> _Object detection data_:
================
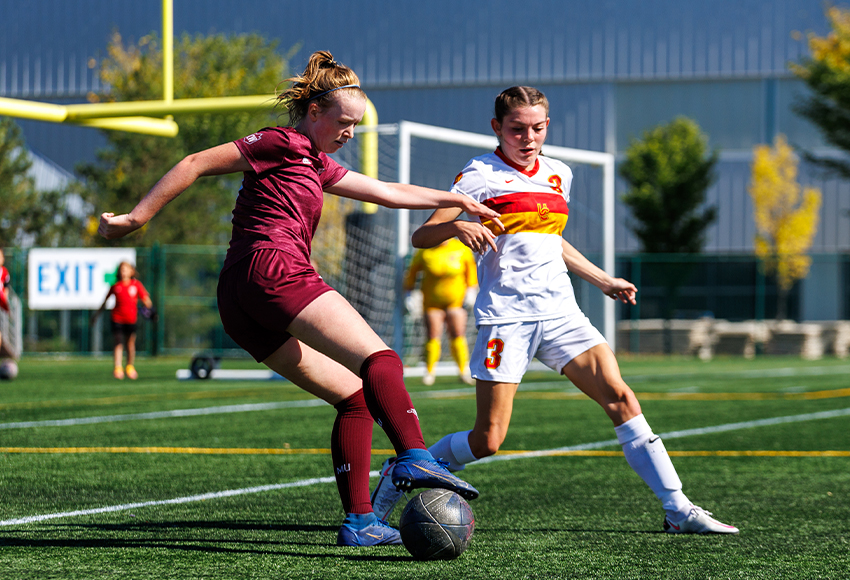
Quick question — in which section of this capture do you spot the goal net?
[313,121,614,364]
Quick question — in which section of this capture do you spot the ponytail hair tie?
[307,85,360,102]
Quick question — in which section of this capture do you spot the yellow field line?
[0,447,850,457]
[0,387,292,411]
[0,387,850,411]
[512,389,850,401]
[0,447,332,455]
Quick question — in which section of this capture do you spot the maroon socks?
[360,350,426,454]
[331,391,374,514]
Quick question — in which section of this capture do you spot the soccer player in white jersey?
[372,87,738,534]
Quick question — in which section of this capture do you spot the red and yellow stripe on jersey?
[481,192,570,236]
[452,149,581,325]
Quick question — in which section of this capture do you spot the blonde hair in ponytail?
[278,50,366,126]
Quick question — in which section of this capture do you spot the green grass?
[0,357,850,580]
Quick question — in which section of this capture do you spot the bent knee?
[469,430,505,459]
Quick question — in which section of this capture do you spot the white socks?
[428,415,691,522]
[428,431,478,471]
[614,414,691,522]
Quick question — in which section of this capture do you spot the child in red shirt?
[92,262,153,379]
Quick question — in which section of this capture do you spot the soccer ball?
[0,360,18,381]
[399,489,475,560]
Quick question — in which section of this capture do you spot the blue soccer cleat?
[336,518,401,547]
[369,457,404,521]
[392,454,478,500]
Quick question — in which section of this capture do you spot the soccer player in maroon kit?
[99,51,498,546]
[92,262,153,380]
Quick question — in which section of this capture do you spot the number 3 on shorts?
[484,338,505,369]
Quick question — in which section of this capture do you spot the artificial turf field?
[0,357,850,580]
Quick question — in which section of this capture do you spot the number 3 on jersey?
[484,338,505,369]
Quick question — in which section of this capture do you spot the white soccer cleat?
[370,457,404,521]
[664,505,738,534]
================
> _Goal_:
Copy every line of the listing above word for word, leaving out the pictures.

> _Solution for this exercise_:
Quick question — in which section of this capture do you spot the goal net?
[313,121,614,364]
Quick question — in which section of this capture do you spot the ponytail hair tie?
[307,85,360,102]
Quick question — in which section of this capture do you spot the yellow field line?
[0,447,850,457]
[0,387,292,411]
[0,387,850,411]
[512,389,850,401]
[0,447,332,455]
Quick question — in which section of this capture do you spot the maroon socks?
[360,350,426,454]
[331,391,374,514]
Quick question — in which section of this capture do you spot the soccer player in white jersey?
[372,87,738,534]
Quick question — in which section of this capture do you spot the red and yellow stripe on jersey?
[481,192,570,236]
[452,149,581,325]
Quick question — in which section of this capture do you spot the blonde hair in ponytail?
[278,50,366,126]
Quick question — in which section of this capture do you spot the green grass?
[0,357,850,580]
Quick question — in which section of this capture do you spot the bent knee?
[469,430,505,459]
Quick question — in which section of this capture do you spot the white socks?
[428,415,691,522]
[428,431,478,471]
[614,414,691,522]
Quick question — in which section of this capture do you spot the child in red shirt?
[92,262,153,379]
Quick question — in which section of this capture do you spot the soccer ball?
[0,360,18,381]
[399,489,475,560]
Quick question — in which section of this capture do you spot the blue soccer cleat?
[336,518,401,547]
[369,457,404,521]
[392,454,478,500]
Quick question — in which section of this capture do you spot the soccer player in maroon kit?
[99,51,498,546]
[92,262,153,380]
Quick question — in which section of this capture do you spot the number 3 on shorts?
[484,338,505,369]
Quick question — in which section of this capture do you spot the artificial turf field?
[0,357,850,580]
Quick question — in which section of this capture do you spot the number 3 on jersey?
[484,338,505,369]
Quick question — in which section of this capture do you spot the white soccer cleat?
[370,457,404,521]
[664,505,738,534]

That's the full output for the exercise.